## EXERCISE GOAL
Only one thing is required: the number of lines in the entries below that contain "garden".

(Referring expression data)
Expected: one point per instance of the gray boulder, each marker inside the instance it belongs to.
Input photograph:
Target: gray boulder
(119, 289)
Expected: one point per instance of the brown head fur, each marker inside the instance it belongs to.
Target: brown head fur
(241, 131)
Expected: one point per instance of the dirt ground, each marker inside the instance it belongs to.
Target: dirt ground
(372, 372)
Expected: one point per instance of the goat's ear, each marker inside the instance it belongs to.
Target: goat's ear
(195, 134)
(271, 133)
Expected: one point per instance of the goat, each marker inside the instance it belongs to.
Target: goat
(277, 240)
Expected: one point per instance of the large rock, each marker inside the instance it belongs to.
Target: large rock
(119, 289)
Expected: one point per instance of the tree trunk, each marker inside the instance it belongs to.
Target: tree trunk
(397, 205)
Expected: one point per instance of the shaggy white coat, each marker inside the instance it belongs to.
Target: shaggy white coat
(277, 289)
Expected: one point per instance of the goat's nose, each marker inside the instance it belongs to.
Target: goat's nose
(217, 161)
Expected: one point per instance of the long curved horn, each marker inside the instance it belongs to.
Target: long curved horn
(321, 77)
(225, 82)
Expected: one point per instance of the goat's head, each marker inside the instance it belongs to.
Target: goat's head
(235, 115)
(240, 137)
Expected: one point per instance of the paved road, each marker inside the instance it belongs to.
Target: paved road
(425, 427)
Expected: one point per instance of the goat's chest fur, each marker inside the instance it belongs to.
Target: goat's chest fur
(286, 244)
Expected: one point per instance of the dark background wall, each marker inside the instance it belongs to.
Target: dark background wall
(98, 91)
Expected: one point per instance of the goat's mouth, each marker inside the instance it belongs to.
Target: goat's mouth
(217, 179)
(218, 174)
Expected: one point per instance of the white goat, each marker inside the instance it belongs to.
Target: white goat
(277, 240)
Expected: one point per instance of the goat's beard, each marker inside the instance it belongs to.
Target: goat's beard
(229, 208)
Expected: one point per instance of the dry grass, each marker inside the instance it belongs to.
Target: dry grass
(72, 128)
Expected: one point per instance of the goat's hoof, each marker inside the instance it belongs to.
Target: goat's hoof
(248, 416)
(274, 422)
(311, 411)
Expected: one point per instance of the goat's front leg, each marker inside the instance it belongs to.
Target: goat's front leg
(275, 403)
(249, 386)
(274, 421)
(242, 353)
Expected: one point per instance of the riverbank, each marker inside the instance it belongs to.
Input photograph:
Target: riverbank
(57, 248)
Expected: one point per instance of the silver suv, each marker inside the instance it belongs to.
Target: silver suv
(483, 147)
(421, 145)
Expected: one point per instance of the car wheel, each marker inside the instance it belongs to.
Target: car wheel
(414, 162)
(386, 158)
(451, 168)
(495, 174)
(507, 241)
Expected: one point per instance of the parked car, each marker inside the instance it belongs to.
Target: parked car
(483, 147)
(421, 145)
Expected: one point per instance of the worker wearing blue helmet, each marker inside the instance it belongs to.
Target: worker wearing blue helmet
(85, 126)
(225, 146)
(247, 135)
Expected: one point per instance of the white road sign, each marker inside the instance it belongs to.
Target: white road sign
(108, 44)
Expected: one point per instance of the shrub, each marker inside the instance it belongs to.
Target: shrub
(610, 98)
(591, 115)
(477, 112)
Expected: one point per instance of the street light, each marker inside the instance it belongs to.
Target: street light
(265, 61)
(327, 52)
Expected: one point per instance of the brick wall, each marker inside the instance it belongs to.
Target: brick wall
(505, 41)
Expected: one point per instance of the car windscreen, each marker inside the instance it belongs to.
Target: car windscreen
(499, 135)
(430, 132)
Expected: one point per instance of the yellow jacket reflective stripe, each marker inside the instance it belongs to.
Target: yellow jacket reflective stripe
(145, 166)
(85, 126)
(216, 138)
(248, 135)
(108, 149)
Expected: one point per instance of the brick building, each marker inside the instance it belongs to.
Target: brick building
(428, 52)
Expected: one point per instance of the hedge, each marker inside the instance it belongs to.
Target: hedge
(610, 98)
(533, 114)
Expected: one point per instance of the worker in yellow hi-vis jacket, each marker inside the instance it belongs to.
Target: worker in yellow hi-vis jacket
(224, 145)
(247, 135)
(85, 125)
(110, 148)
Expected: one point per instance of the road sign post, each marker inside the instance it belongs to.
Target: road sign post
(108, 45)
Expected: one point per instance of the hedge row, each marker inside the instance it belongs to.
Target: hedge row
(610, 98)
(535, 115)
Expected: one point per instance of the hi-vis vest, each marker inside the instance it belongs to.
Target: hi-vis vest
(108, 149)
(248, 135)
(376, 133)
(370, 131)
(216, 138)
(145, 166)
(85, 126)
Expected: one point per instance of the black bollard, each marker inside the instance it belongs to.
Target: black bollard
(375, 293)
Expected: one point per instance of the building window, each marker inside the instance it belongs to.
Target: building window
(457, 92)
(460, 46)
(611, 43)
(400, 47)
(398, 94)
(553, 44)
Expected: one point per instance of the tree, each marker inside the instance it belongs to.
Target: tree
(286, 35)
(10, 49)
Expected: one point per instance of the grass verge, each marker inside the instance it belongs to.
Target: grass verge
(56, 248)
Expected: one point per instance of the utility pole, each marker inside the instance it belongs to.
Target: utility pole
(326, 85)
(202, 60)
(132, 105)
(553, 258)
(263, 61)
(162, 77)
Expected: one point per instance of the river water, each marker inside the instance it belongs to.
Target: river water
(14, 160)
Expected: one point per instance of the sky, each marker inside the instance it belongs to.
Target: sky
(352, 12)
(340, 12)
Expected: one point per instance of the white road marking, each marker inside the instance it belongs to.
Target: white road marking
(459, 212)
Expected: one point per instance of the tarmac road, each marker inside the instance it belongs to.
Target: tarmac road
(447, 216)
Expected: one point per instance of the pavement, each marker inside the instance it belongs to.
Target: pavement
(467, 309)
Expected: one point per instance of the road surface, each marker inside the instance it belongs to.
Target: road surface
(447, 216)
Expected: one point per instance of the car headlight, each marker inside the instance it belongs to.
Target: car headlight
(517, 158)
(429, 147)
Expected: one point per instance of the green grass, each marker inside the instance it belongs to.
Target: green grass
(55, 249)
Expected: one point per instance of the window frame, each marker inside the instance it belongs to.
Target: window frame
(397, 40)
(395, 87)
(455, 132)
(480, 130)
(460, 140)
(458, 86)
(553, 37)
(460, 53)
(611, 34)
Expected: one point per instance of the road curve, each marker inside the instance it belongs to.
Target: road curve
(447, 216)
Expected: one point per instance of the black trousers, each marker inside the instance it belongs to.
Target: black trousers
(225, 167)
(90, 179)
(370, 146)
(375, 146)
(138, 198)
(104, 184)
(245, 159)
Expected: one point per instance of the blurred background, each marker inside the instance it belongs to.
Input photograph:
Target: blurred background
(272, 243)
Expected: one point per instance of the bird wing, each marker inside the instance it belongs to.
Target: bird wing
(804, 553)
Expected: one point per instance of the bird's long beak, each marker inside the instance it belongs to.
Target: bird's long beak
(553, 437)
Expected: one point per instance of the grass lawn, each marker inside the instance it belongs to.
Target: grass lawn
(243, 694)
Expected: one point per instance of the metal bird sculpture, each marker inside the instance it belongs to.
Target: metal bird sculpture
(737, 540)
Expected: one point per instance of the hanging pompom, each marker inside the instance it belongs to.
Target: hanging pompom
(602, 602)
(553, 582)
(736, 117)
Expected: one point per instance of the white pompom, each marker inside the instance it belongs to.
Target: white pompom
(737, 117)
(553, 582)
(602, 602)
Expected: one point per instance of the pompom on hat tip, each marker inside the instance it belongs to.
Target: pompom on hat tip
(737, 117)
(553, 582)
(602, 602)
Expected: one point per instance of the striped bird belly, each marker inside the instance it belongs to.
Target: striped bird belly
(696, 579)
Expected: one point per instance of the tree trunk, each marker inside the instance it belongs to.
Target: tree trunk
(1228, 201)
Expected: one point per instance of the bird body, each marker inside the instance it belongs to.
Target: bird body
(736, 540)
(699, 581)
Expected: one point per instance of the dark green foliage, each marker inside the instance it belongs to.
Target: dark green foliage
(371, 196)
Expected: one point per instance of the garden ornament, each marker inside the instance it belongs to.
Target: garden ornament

## WRITTEN RESPONSE
2